** start of Article **

30 Dips in 30 Days
Words & Photography by Aaron Rolph
Aaron Rolph and Jess Clark take on a 30 day cold water swimming challenge to explore the Alps in autumn.
I am lucky to call the Alps my home. I can’t help but feel that I was always made to be outdoors but I still, even now, have to pinch myself sometimes. My winters are spent climbing and skiing the jagged peaks and vast glaciers high above Chamonix. My summers: biking and running as much as I can. Although it’s true that living in a town that is driven primarily by tourism doesn’t come without its downsides. Chamonix is a thriving mountain town most of the year. But at times the pendulum swings, between overcrowded streets and lift queues to a complete ghost town. In the period between the summer months and the winter ski season, everything slows down. For the most part the chairlifts cease to operate and many of the businesses temporarily close, taking a well-earned rest.

** end of Article **
** start of Information provided **

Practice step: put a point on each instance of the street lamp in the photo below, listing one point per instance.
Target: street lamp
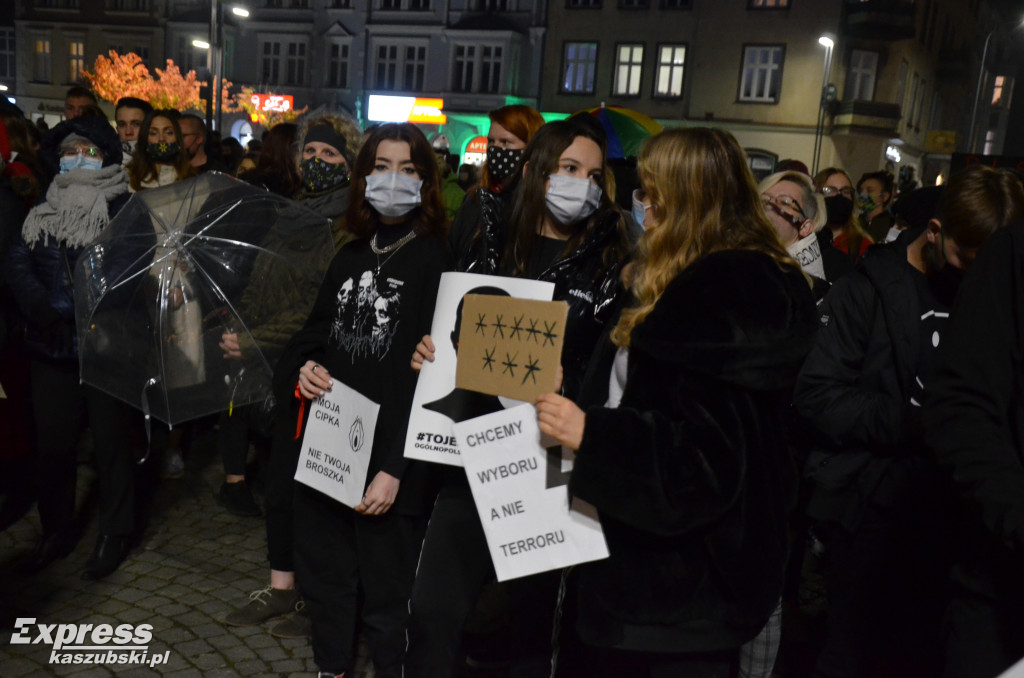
(828, 43)
(215, 57)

** end of Information provided **

### Problems to work on
1 > According to the Alps article, how does the writer spend winters?
2 > Print the part of the Alps article from "I am lucky to" to "a well-earned rest.".

### Final answers
1 > Climbing and skiing the jagged peaks and vast glaciers high above Chamonix.

2 >
I am lucky to call the Alps my home. I can’t help but feel that I was always made to be outdoors but I still, even now, have to pinch myself sometimes. My winters are spent climbing and skiing the jagged peaks and vast glaciers high above Chamonix. My summers: biking and running as much as I can. Although it’s true that living in a town that is driven primarily by tourism doesn’t come without its downsides. Chamonix is a thriving mountain town most of the year. But at times the pendulum swings, between overcrowded streets and lift queues to a complete ghost town. In the period between the summer months and the winter ski season, everything slows down. For the most part the chairlifts cease to operate and many of the businesses temporarily close, taking a well-earned rest.